Count the lines in the records below that contain the word "polka" and reply with that number alone.

- - -

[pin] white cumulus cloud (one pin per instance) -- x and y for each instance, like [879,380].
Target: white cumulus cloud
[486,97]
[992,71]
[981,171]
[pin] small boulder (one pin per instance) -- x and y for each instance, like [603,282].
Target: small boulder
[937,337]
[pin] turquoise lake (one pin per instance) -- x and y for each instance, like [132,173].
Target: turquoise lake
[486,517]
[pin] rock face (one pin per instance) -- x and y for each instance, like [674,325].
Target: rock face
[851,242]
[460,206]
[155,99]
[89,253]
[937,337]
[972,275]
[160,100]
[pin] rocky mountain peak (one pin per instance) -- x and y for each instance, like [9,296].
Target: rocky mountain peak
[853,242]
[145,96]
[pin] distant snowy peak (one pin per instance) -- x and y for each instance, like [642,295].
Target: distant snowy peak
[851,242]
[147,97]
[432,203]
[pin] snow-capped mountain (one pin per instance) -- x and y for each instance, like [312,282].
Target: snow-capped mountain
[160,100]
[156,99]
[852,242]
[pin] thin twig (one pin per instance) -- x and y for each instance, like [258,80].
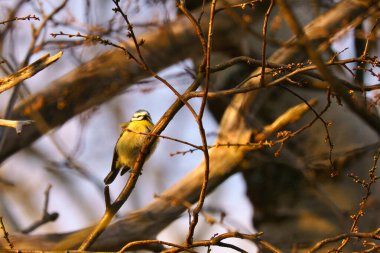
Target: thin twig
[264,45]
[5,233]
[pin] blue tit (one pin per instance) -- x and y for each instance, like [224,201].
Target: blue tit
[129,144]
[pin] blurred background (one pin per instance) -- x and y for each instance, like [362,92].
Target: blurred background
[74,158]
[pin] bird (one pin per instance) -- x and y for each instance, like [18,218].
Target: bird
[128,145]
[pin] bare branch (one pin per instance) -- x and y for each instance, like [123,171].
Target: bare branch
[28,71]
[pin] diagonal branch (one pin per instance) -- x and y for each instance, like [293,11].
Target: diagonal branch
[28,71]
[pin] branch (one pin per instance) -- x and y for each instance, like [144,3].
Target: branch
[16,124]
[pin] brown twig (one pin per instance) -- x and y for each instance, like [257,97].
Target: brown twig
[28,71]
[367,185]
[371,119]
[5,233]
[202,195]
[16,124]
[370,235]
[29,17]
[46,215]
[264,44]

- - -

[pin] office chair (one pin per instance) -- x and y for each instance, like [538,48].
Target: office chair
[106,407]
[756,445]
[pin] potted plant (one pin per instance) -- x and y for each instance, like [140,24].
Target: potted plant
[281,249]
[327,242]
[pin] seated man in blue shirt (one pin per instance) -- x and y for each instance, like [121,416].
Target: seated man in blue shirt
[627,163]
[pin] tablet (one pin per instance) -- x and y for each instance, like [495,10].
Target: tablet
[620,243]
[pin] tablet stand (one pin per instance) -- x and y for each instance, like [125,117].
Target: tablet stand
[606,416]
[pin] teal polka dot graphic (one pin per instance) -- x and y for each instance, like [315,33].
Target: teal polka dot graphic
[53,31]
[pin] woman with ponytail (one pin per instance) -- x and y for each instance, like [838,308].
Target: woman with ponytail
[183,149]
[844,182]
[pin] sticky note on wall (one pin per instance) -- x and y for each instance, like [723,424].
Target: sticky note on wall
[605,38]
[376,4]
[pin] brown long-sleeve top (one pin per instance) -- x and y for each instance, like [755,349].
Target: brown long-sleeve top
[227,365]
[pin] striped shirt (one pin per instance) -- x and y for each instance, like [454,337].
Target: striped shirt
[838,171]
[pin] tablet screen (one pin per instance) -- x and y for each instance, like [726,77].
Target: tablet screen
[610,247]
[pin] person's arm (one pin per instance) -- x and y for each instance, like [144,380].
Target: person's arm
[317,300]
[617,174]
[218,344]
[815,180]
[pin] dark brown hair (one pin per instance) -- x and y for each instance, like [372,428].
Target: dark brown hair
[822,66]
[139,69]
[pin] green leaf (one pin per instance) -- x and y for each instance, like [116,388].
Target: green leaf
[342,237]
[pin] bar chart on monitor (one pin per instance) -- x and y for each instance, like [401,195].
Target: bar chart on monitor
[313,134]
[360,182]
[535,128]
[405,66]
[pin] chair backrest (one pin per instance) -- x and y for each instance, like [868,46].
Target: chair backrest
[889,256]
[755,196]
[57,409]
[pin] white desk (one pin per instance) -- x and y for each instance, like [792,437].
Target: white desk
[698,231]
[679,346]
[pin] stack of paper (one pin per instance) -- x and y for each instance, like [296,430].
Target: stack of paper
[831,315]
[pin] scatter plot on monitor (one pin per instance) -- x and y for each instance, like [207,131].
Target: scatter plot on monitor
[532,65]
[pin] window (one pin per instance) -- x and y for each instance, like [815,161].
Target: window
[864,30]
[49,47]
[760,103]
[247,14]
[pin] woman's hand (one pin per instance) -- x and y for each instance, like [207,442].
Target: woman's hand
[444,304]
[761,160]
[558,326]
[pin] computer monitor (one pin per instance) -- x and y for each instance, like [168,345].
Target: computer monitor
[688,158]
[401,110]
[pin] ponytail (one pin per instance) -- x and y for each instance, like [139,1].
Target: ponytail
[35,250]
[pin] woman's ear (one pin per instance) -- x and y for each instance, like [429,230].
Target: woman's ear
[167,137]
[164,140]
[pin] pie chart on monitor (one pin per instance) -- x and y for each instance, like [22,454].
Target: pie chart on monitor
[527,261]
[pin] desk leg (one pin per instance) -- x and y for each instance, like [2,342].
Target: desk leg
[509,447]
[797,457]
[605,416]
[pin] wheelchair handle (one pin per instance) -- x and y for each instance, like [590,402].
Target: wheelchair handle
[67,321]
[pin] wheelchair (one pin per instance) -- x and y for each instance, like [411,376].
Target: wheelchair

- - -

Final answer: 2